Outline records:
········

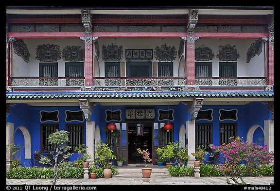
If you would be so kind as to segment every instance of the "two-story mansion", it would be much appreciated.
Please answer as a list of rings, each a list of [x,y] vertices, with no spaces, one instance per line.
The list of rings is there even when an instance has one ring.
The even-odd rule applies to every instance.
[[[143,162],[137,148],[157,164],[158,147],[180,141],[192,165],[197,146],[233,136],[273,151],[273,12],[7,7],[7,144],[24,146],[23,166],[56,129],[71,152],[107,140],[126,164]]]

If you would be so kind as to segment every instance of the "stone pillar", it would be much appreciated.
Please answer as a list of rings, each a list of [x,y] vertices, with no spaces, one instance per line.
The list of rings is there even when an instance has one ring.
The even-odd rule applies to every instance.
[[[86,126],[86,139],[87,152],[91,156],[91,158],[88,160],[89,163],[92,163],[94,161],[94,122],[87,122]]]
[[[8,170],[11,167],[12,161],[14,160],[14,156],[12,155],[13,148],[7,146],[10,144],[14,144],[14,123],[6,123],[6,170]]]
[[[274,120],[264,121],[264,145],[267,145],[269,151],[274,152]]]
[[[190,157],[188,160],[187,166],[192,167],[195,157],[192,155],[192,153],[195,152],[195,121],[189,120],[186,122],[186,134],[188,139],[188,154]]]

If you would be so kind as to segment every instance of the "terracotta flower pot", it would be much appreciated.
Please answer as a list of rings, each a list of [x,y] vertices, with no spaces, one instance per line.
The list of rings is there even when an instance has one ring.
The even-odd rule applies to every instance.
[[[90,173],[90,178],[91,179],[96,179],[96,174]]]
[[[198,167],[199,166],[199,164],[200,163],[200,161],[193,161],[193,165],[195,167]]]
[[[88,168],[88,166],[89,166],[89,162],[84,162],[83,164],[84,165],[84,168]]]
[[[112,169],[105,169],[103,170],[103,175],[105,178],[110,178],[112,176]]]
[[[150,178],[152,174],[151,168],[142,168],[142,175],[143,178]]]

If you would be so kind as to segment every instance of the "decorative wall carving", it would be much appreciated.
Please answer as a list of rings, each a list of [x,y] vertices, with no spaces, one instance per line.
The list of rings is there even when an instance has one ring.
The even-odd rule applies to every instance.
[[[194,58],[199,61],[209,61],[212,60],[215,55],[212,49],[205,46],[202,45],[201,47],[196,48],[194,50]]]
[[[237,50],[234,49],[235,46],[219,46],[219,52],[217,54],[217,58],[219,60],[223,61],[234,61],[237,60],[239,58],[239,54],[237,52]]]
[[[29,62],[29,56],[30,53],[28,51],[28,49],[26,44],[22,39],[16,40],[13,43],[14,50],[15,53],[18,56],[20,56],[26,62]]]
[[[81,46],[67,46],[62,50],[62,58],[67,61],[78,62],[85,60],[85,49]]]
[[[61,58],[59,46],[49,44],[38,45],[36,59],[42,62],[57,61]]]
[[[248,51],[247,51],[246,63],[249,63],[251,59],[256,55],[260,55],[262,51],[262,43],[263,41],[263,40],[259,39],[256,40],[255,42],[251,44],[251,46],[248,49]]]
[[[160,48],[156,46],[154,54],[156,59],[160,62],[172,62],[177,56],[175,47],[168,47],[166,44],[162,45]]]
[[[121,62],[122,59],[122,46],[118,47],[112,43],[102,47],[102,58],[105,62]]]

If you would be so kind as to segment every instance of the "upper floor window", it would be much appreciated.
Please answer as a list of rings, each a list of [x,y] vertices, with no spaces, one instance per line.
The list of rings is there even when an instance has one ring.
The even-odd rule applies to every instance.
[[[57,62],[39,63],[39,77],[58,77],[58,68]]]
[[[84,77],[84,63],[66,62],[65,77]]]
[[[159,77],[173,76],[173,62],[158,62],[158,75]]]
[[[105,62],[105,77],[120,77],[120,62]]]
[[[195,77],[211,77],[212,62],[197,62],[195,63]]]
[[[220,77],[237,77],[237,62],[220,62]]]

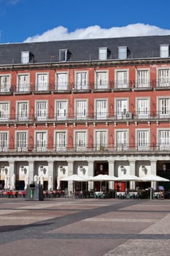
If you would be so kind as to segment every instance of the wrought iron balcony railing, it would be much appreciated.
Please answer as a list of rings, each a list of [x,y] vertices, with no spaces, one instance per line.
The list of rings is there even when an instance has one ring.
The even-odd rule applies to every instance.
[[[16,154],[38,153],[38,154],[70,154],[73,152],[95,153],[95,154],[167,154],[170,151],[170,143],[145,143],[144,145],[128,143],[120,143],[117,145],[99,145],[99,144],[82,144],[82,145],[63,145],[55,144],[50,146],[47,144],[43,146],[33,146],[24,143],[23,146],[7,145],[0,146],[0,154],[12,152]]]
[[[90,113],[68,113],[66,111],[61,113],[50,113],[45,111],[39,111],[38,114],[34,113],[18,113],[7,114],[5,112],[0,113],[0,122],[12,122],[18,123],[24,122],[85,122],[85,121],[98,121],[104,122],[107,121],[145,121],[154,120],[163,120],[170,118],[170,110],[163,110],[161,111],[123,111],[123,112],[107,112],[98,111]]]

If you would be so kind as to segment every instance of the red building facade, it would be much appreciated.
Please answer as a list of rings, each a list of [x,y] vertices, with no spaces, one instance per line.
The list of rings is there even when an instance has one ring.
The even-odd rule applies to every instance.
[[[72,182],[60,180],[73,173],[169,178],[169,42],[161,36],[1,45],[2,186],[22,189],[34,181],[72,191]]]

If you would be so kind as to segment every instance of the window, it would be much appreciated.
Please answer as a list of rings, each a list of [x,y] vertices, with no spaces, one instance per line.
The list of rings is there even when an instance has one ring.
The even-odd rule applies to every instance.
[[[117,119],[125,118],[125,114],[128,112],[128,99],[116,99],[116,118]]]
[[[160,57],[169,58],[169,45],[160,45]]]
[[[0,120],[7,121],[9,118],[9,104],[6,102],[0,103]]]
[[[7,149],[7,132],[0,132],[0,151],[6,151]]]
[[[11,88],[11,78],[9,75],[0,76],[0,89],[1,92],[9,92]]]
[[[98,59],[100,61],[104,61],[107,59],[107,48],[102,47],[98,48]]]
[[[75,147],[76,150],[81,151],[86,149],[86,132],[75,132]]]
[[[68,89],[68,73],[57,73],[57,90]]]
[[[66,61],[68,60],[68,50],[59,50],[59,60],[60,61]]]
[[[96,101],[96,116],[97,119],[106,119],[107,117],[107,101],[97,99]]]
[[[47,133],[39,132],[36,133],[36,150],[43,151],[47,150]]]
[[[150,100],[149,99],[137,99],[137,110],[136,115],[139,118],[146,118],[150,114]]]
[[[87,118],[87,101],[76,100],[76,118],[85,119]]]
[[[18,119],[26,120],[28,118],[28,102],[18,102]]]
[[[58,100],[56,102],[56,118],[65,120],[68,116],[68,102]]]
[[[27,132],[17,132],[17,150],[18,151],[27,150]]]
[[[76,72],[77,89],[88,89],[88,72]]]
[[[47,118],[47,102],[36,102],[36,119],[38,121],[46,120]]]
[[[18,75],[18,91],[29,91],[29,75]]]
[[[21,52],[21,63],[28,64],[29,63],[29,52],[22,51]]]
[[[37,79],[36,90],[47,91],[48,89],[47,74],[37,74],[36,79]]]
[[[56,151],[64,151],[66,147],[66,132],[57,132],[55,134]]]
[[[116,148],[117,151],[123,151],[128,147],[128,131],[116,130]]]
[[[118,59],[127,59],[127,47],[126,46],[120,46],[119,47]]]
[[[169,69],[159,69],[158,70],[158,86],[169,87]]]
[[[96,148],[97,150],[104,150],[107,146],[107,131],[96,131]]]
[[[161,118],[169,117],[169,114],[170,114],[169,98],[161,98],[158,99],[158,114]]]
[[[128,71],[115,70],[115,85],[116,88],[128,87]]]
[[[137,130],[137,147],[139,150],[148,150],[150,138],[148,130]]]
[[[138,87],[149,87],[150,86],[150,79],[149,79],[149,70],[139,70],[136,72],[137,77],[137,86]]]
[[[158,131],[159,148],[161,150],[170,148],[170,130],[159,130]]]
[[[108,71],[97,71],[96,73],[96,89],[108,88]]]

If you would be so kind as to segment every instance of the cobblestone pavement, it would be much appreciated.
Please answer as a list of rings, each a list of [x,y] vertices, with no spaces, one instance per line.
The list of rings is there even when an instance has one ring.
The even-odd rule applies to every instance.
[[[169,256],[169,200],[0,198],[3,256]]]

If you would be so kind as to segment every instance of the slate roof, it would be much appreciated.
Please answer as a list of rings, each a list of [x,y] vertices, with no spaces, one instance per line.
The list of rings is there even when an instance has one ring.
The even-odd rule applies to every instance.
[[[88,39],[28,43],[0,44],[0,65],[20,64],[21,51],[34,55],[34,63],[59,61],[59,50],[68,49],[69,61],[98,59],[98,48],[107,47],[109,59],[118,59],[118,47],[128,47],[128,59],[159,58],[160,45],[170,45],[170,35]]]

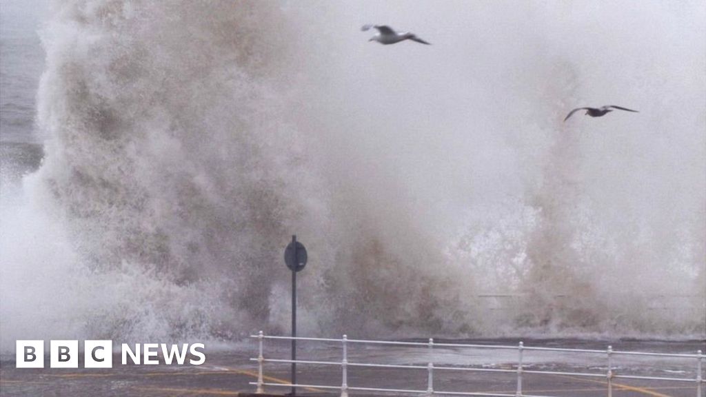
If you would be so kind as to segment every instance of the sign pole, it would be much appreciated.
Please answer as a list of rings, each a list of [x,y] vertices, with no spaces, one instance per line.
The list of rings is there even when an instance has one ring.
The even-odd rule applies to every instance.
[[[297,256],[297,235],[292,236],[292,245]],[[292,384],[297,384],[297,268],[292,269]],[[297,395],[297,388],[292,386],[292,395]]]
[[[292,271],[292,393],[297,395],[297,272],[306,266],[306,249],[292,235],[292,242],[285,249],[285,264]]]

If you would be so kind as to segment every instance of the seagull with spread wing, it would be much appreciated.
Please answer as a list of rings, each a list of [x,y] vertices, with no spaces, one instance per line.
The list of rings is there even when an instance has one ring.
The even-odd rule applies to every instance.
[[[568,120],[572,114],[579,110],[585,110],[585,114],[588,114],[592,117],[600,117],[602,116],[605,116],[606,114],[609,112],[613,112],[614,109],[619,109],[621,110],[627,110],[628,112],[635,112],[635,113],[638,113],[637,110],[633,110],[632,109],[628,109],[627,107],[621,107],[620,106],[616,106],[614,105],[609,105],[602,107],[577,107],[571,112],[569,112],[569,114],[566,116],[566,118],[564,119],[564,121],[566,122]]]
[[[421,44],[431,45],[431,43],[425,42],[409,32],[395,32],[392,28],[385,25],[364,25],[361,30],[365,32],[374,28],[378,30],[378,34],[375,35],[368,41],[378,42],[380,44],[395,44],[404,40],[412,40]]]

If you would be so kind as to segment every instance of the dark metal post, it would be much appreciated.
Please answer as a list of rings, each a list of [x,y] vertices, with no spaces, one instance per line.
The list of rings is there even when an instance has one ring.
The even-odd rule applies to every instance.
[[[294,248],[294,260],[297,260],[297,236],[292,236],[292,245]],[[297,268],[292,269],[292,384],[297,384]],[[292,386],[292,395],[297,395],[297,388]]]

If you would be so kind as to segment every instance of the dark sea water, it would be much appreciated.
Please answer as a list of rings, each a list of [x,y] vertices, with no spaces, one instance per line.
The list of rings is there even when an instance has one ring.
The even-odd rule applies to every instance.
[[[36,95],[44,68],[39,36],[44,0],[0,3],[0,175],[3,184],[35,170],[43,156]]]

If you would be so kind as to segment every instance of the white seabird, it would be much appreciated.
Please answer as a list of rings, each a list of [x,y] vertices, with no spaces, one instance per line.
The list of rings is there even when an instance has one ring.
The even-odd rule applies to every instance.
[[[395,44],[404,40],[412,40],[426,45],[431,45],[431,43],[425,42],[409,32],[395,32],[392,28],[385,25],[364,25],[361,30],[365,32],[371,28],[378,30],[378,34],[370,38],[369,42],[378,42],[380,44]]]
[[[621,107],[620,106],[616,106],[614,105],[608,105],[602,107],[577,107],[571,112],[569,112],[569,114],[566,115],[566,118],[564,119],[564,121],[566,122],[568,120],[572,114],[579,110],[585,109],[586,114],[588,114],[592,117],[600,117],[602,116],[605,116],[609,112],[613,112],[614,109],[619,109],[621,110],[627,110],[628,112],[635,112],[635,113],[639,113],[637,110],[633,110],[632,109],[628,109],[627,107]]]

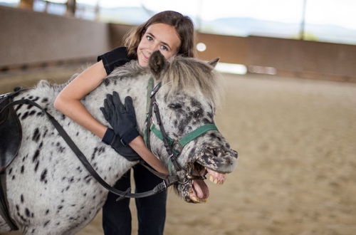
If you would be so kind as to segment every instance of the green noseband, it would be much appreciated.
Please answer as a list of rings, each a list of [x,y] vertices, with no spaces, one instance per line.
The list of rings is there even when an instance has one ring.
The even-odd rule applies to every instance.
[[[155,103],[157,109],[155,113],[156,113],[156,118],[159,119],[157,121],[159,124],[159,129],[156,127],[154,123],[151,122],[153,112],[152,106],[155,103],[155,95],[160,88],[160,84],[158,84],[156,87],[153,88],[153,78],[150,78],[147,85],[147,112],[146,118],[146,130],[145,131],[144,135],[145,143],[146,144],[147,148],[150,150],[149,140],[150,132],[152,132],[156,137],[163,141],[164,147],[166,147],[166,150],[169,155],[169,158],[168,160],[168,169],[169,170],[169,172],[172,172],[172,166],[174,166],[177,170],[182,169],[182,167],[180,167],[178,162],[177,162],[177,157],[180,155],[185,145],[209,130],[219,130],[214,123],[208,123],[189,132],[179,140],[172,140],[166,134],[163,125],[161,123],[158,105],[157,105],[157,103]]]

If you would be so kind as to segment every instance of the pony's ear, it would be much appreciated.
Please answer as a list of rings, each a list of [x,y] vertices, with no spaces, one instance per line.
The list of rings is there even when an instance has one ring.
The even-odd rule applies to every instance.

········

Could you reproduce the lines between those holding "window, it would be much appreciated." and "[[[27,132],[17,132],[17,150],[18,151],[27,150]]]", inclusive, with the request text left as it stands and each x and y vertex coordinate in the answers scaled by 2.5 and rounded to a whole number, halves up?

◆ **Full answer**
If you would be so kind as to segment every instance of the window, it would be much appreciated.
Please answer as a list of rings, each a list of [x,y] vertices, with no spaces, one instance per line.
The list of rings is there even when an instance has one ring.
The even-odd rule applies to every instance.
[[[293,298],[313,295],[313,285],[320,280],[320,248],[290,248],[290,295]]]
[[[400,143],[423,145],[423,113],[400,113]]]
[[[0,300],[18,303],[23,295],[23,260],[15,255],[0,258]]]
[[[18,373],[18,330],[0,330],[0,378],[15,378]]]
[[[28,220],[28,195],[23,188],[0,190],[0,223],[3,230],[23,230]]]
[[[245,148],[250,153],[260,153],[268,148],[268,120],[255,118],[245,120]]]
[[[188,368],[190,375],[203,378],[215,373],[215,330],[188,330]]]
[[[170,223],[170,183],[143,183],[143,225]]]
[[[165,153],[170,150],[170,125],[148,125],[148,150],[150,153]]]
[[[240,253],[240,290],[243,298],[265,298],[268,293],[268,253],[243,248]]]
[[[118,333],[98,330],[90,333],[90,375],[108,378],[118,375]]]
[[[375,250],[373,248],[343,248],[343,275],[340,288],[348,295],[365,295],[375,285]]]
[[[218,295],[218,253],[190,250],[190,295],[213,298]]]
[[[45,298],[65,300],[70,295],[70,255],[45,255]]]
[[[145,250],[140,255],[140,295],[163,300],[170,290],[170,255]]]
[[[68,330],[43,330],[43,375],[45,378],[68,375]]]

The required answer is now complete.